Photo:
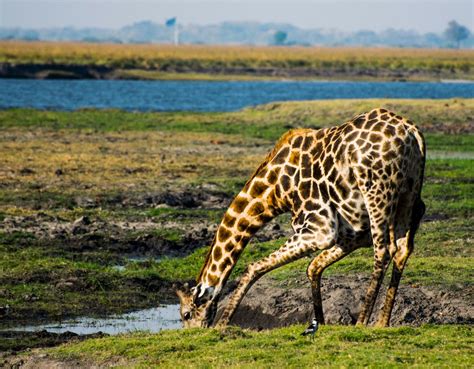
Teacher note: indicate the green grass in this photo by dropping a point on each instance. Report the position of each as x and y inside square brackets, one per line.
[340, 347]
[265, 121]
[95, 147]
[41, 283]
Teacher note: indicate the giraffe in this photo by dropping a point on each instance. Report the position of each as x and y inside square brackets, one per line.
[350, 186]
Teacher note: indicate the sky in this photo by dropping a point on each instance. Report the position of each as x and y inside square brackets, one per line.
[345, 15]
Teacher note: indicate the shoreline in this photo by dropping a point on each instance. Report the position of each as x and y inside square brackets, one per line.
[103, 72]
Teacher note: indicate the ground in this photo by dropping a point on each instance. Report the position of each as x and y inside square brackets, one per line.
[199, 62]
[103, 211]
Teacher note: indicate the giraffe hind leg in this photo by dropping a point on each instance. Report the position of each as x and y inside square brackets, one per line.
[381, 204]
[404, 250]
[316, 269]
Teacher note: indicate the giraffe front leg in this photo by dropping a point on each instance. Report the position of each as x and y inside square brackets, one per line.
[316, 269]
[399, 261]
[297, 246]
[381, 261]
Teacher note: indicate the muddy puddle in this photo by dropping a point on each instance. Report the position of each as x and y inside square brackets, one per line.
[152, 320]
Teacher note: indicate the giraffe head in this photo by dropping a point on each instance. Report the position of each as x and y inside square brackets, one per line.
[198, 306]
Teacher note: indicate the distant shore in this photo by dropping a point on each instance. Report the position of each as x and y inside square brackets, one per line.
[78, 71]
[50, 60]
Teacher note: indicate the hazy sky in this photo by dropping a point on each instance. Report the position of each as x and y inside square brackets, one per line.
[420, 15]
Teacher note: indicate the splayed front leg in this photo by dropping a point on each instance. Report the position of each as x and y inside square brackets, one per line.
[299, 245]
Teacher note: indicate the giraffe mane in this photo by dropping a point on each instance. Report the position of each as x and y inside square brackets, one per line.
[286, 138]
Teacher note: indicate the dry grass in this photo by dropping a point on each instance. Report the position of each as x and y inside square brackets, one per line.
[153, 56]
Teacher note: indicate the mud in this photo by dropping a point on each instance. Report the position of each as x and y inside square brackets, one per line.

→ **PROBLEM TO SOLVE**
What is needed is every record above, restated word for word, with the pictures left out.

→ **ANSWER SPACE**
Photo:
Teacher note: indicate the green grass in this photo by dropping a point on each instance. Report the position of each as x and y inside square brackets, one per line.
[340, 347]
[265, 121]
[95, 147]
[41, 283]
Teacher note: indicate the giraffe in this photo by dropping a point on each instance. Report the position of each as x and y inside square brackets, one per line.
[350, 186]
Teacher note: indicate the sky in this photo by dropping a point on each instance. Report the position of each as x and y inside square brackets, one per line.
[345, 15]
Teacher note: indicate the shoreline in this photo by dropping a point on each instance. Report the position of each as x and y inside square brackets, one per line.
[103, 72]
Teacher note: indicate the ground in this photo by dropping a point on each instance. Report the position of each as x and y inside square brackets, one per line.
[199, 62]
[103, 211]
Teacher note: indicate the giraffe hind leg in this photo by dropping a point on each instance. Report the position of each as x and y inside square brackets, one per line.
[381, 204]
[404, 250]
[316, 269]
Teacher note: indicate the giraffe front leg in this photo by dropping a point on each instance. Report the position of each as x and y inside square brackets, one per line.
[316, 269]
[399, 261]
[297, 246]
[381, 261]
Teacher note: indicate the muddy puddle in this photo by dropping a point on each instance. Report the position of each as x and y inside square brackets, one per line.
[152, 320]
Teacher note: indicate the giraffe head in this photo by dropping a point on each instance. Report the position of each as x and y inside square brackets, one per line.
[198, 306]
Teacher note: indicate the distant shore in this photo by dropping a point on each instance. Report the position of each as x and y inside square brackets, one per line.
[78, 71]
[50, 60]
Teacher note: indicate the hazy sky in this photo by dropping a point on each instance. Report the position of each as x and y inside square brackets, one per line.
[420, 15]
Teacher note: indicate the splayed front leg in this photo by dropping a point on each instance. Report the position of each as x and y inside square brackets, one per line.
[299, 245]
Teacher note: indicate the giraffe mane in this photo by dropping a point on each instance. Report the position of each as x and y inside square brackets, one per line.
[286, 138]
Teacher note: indicate the dry grass in this photo by dropping a point on each instance. Report the position of each as x and y inside square brackets, one per line.
[153, 56]
Teacher note: indicate the mud in this photo by dropping a point on each instance. Report the position of each as x and y inside square brackets, one per line.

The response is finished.